:: Text to read ::
++++++++++++++++++++
Wednesday, July 11, 2012

Should you apply PCA to your data?

If you've ever dipped your toe into the cold & murky pool of data processing, you've probably heard of principal component analysis (PCA).  PCA is a classy way to reduce the dimensionality of your data, while (purportedly) keeping most of the information.  It's ubiquitously well-regarded.
But is it actually a good idea in practice?  Should you apply PCA to your data before, for example, learning a classifier?  This post will take a small step in the direction of answering this question.

I was inspired to investigate PCA by David MacKay's amusing response to an Amazon review lamenting PCA's absence in MacKay's book:
"Principal Component Analysis" is a dimensionally invalid method that gives people a delusion that they are doing something useful with their data. If you change the units that one of the variables is measured in, it will change all the "principal components"! It's for that reason that I made no mention of PCA in my book. I am not a slavish conformist, regurgitating whatever other people think should be taught. I think before I teach. David J C MacKay.
Ha!  He's right, of course.  Snarky, but right.  The results of PCA depend on the scaling of your data.  If, for example, your raw data has one dimension that is on the order of $10^2$ and another on the order of $10^6$, you may run into trouble.

Exploring this point, I'm going to report test classification accuracy before & after applying PCA as a dimensionality reduction technique.  Since, as MacKay points out, variable normalizations are important, I tried each of the following combinations of normalization & PCA before classification:
  1. None.
  2. PCA on the raw data.  
  3. PCA on sphered data (each dimension has mean 0, variance 1).
  4. PCA on 0-to-1 normalized data (each dimension is squished to be between 0 and 1).
  5. ZCA-whitening on the raw data (a rotation & scaling that results in identity covariance).
  6. PCA on ZCA-whitened data.
Some experimental details:
  • Each RF was trained to full depth with $100$ trees and $\sqrt{d}$ features sampled at each split.  I used MATLAB & this RF package.
  • The random forest is not sensitive to any dimension-wise normalizations, and that's why I don't bother comparing RF on the raw data to RF on standard normalized & 0-1 normalized data.\The performance is identical! (That's one of many reasons why we <3 random forests).
  • PCA in the above experiments is always applied as a dimensionality reduction technique - the  principal components that explain 99% of the variance are kept, and the rest are thrown out (see details here).
  • ZCA is usually used as normalization (and not as dimensionality reduction). Rotation does affect the RF, and that's why experiment (5) is included.
  • PCA and ZCA require the data to have zero mean.
  • The demeaning, PCA/ZCA transformations, and classifier training were all done on the training data only, and then applied to the held-out test data.
++++++++++++++++++++
:: Records provided ::
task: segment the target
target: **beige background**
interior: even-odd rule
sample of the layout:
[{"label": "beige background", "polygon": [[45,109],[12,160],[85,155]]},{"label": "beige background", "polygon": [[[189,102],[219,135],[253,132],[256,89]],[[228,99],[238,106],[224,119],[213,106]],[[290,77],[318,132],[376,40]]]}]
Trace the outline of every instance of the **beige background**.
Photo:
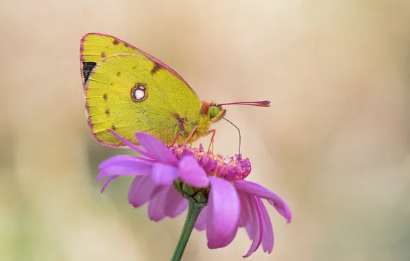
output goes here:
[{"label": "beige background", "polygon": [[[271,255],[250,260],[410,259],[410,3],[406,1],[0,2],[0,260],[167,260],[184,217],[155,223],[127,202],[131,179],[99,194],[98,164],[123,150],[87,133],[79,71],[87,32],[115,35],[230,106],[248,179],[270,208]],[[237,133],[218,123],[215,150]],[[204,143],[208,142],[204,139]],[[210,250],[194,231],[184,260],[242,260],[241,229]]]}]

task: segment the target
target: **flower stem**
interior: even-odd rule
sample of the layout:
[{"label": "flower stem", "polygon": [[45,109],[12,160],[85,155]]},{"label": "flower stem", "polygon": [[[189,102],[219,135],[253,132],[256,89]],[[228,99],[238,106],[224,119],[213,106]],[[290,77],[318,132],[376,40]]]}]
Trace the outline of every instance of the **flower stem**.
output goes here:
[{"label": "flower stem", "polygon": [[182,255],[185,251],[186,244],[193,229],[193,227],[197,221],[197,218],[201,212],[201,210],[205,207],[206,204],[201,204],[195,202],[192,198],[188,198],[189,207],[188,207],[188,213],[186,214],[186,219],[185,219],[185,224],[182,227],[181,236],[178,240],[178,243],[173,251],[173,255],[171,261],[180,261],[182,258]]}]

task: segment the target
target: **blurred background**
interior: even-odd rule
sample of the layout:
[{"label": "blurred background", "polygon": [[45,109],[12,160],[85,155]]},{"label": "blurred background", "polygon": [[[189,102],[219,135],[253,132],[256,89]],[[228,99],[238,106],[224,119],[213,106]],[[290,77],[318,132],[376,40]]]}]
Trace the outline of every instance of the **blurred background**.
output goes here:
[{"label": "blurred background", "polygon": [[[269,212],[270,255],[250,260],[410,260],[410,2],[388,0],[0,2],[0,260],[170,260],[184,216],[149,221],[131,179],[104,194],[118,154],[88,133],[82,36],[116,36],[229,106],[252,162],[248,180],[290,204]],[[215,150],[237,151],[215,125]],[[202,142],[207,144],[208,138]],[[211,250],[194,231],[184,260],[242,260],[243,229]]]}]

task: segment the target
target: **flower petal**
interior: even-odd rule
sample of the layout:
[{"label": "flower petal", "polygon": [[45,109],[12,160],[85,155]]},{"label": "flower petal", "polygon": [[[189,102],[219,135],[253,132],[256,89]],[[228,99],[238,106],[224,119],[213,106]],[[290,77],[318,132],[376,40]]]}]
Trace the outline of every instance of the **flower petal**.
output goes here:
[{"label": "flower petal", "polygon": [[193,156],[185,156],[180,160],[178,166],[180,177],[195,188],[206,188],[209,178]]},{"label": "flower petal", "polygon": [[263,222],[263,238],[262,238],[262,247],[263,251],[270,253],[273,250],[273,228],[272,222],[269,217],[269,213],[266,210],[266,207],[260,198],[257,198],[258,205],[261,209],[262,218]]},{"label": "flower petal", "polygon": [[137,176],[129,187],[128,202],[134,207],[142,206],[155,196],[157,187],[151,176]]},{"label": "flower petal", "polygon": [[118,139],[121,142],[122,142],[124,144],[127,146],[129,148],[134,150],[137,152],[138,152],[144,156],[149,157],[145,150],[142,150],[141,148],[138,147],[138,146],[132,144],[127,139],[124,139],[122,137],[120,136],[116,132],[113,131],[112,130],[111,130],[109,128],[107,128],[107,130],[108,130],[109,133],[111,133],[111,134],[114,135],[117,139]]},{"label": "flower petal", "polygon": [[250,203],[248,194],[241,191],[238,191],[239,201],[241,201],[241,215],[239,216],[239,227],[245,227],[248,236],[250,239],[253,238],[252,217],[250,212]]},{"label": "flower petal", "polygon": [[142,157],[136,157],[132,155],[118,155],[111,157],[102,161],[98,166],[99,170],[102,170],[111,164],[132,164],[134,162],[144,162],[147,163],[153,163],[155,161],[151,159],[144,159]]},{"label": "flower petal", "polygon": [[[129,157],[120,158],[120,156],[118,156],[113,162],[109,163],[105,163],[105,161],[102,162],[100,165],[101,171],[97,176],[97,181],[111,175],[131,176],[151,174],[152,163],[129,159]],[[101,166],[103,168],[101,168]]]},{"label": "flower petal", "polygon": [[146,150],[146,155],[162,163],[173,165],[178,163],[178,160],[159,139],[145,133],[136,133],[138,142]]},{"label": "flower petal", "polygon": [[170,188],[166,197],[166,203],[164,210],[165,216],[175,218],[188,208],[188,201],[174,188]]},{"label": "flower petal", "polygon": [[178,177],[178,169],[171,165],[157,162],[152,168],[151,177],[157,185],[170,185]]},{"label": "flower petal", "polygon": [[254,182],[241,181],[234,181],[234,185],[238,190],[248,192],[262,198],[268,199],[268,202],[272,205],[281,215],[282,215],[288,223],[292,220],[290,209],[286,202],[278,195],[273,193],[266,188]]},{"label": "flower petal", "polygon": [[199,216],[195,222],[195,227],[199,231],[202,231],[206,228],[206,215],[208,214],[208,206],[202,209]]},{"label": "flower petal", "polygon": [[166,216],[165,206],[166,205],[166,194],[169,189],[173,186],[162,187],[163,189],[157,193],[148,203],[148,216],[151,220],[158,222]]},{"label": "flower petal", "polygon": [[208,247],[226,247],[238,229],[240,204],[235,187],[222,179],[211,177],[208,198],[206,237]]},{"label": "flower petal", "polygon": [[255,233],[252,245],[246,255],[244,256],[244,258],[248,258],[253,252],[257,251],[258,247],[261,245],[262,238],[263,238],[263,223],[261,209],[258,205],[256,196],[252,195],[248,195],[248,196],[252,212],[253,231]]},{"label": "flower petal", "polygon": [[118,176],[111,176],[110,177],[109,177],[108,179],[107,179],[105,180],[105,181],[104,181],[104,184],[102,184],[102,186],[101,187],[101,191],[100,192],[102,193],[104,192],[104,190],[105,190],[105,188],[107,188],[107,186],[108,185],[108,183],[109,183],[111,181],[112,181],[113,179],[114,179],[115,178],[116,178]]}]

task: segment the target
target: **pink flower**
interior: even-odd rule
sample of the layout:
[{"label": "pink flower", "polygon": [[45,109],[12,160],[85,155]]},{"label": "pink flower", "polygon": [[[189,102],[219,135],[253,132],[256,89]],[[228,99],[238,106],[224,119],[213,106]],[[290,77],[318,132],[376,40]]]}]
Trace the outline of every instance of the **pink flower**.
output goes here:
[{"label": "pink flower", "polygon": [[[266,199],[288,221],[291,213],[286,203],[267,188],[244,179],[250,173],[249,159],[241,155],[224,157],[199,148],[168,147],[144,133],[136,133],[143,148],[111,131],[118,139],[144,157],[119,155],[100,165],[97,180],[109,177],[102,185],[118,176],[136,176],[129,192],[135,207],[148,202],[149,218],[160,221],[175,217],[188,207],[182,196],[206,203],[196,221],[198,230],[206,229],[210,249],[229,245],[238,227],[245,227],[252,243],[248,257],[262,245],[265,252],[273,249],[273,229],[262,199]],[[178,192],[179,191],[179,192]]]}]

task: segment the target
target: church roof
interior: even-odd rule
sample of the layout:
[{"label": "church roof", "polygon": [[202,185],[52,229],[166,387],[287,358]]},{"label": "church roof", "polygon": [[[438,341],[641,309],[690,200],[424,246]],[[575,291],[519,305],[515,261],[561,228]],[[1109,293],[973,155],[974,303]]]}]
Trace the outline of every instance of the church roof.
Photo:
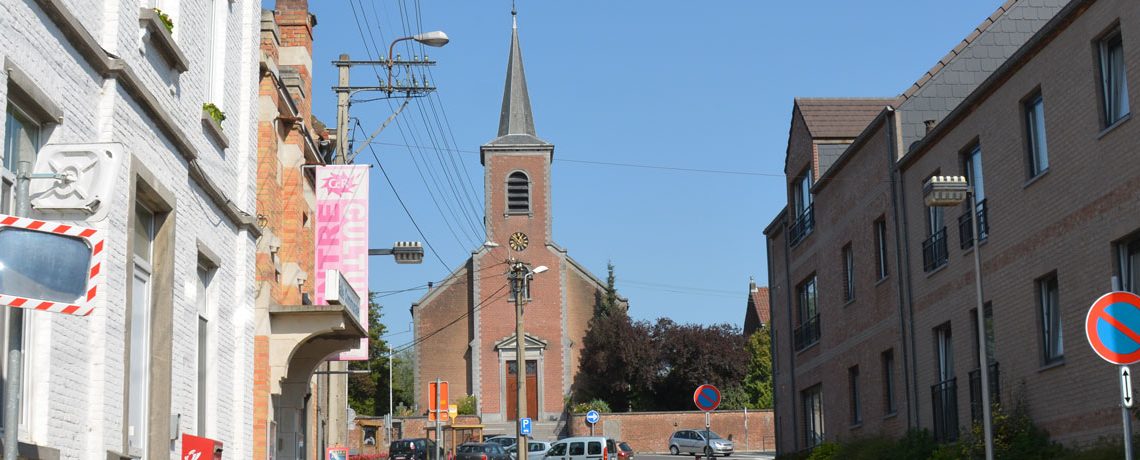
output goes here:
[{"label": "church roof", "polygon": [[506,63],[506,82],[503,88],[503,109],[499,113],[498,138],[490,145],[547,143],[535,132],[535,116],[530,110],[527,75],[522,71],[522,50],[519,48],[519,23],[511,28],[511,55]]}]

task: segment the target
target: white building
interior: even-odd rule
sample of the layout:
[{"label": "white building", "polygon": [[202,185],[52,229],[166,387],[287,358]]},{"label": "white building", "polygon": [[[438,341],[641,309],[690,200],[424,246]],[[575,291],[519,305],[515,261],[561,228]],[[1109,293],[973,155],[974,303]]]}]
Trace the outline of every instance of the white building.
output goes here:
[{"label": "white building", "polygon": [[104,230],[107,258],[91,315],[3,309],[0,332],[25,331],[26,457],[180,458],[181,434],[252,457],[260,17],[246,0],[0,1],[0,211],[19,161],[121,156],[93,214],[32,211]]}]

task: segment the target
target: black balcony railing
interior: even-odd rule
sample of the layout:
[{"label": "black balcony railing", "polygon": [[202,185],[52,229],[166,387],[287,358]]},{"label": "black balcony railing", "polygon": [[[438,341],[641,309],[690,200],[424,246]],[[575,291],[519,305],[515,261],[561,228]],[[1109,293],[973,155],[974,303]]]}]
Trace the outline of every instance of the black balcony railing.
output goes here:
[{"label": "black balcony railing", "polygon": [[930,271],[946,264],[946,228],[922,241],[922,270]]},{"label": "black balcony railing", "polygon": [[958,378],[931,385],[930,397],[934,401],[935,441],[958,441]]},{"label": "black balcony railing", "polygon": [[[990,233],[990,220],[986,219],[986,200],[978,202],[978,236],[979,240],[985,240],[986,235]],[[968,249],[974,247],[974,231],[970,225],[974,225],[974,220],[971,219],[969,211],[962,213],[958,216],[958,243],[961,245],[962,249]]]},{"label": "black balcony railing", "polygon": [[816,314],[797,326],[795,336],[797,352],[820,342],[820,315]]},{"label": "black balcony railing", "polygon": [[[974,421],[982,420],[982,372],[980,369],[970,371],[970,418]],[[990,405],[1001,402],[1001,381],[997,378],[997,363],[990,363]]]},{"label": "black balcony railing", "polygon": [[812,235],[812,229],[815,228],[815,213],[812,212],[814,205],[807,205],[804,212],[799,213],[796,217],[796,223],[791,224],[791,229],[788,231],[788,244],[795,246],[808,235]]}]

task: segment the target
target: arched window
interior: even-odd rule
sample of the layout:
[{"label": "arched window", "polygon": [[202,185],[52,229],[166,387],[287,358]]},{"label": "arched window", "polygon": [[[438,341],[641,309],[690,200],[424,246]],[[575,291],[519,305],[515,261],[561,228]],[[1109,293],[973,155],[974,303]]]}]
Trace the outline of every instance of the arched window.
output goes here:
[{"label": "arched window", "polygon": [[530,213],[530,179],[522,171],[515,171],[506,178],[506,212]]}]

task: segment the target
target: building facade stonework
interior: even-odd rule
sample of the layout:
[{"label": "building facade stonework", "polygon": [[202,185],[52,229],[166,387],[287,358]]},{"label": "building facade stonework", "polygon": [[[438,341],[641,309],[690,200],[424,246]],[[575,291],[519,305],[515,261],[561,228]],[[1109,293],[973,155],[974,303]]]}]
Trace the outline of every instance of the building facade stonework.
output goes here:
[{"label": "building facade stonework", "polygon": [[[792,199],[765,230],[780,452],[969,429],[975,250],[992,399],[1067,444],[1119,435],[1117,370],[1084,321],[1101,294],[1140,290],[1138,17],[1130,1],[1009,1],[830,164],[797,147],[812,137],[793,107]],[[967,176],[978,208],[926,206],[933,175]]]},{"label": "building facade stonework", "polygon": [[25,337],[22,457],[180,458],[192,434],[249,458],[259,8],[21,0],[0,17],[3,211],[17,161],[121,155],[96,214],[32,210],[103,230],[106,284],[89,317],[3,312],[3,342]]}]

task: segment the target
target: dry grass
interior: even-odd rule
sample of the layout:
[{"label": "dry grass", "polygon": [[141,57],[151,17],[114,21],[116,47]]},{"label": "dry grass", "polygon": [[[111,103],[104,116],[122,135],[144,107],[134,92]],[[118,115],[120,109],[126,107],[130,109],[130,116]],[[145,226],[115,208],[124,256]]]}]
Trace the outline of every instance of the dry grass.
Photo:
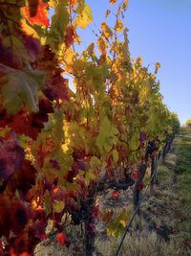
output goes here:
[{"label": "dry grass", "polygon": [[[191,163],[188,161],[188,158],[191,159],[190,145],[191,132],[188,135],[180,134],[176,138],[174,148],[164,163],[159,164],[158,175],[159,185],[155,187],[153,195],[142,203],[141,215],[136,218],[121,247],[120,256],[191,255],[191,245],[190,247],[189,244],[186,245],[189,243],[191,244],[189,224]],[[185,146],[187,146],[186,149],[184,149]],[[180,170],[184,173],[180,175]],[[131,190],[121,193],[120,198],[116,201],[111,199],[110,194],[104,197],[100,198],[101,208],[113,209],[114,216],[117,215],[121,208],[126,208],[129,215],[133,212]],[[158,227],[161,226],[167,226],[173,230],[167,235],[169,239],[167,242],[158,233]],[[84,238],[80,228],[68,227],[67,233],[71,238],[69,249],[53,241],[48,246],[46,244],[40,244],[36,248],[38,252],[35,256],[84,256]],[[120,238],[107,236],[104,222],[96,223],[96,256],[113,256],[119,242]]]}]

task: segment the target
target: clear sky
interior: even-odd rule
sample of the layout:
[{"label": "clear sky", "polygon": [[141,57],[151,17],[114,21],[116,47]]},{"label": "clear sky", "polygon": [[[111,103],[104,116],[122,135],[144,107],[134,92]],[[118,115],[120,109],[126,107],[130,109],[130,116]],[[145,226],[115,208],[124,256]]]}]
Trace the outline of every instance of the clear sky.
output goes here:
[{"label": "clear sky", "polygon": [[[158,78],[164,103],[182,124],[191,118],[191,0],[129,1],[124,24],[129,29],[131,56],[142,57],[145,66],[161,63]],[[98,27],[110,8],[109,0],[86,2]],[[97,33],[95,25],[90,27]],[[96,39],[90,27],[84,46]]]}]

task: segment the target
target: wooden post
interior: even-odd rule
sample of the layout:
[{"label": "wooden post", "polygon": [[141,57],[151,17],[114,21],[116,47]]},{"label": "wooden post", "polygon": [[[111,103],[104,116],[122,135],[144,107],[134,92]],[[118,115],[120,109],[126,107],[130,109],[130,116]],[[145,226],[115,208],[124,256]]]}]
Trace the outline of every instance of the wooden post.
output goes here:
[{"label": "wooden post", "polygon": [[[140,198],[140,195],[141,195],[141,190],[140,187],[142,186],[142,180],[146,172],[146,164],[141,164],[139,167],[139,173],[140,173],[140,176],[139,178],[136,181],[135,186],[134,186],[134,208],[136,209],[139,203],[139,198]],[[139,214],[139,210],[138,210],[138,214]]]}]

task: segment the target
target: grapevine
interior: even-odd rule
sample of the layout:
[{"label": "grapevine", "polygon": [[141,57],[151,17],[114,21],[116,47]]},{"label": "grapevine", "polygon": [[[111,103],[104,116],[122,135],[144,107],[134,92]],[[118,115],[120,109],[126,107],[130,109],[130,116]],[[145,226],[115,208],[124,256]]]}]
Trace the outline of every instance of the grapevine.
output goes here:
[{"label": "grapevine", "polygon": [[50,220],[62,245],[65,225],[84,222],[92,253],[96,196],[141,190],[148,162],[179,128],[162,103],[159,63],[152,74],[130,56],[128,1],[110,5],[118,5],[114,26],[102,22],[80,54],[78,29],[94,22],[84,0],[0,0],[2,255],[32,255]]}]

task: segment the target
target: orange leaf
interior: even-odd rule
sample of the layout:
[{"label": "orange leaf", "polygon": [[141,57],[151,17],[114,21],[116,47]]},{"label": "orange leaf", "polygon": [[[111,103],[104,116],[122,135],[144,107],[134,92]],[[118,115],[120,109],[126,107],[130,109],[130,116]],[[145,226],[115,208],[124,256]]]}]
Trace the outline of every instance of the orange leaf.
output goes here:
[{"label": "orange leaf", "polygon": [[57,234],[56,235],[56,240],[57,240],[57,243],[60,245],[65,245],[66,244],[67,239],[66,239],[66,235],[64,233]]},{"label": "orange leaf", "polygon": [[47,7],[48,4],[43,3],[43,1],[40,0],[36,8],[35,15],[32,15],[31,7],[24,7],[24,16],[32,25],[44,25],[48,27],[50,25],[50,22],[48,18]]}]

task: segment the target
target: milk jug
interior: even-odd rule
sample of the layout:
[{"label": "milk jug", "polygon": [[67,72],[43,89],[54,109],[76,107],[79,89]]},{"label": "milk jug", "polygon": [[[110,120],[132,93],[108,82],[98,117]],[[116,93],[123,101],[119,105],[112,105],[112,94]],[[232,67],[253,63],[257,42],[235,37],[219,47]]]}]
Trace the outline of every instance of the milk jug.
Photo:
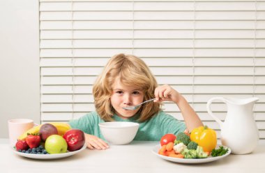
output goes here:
++++++++++++++++++++
:: Work to do ::
1. Check each statement against the post about PCA, answering yes or no and quoting the words of the post that decide it. (a) MacKay left PCA out of his book. (b) The principal components that explain 90% of the variance are kept. (c) The PCA transformations were worked out using both the training and the test data.
2. Pick up the post about PCA after its last sentence and keep writing it.
The entries come from a different source than the post about PCA.

:: Results of the tasks ::
1.
(a) Yes: "It's for that reason that I made no mention of PCA in my book."
(b) No: "explain 99% of the variance are kept"
(c) No: "were all done on the training data only, and then applied to the held-out test data."

2.
And now, the results in table form.

Dataset Raw
Accuracy
PCA Sphere
+ PCA
0-to-1
+ PCA
ZCA ZCA
+ PCA
proteomics 86.3%65.4% 83.2% 82.8% 84.3%  82.8%
dnasim 83.1% 75.6% 73.8% 81.5% 85.8% 86.3%
isolet 94.2% 88.6% 87.9% 88.6% 74.2% 87.9%
usps 93.7% 91.2% 90.4% 90.5% 88.2% 88.4%
covertype 86.8% 94.5% 93.5% 94.4% 94.6% 94.5%

Observations:
  • Applying PCA to the raw data can be disastrous. The proteomics dataset has all kinds of wacky scaling issues, and it shows. Nearly 20% loss in accuracy!
  • For dnasim, choice of normalization before PCA is significant, but not so much for the other datasets. This demonstrates MacKay's point. In other words: don't just sphere like a "slavish conformist"!  Try other normalizations.
  • Sometimes rotating your data can create problems. ZCA keeps all the dimensions & the accuracy still drops for proteomics, isolet, and USPS. Probably because a bunch of the very noisy dimensions are mixed in with all the others, effectively adding noise where there was little before.
  • Try ZCA and PCA - you might get a fantastic boost in accuracy. The covertype accuracy in this post is better than every covertype accuracy Alex reported in his previous post.
  • I also ran these experiments with a 3-tree random forest, and the above trends are still clear. In other words, you can efficiently figure out which combo of normalization and PCA/ZCA is right for your dataset.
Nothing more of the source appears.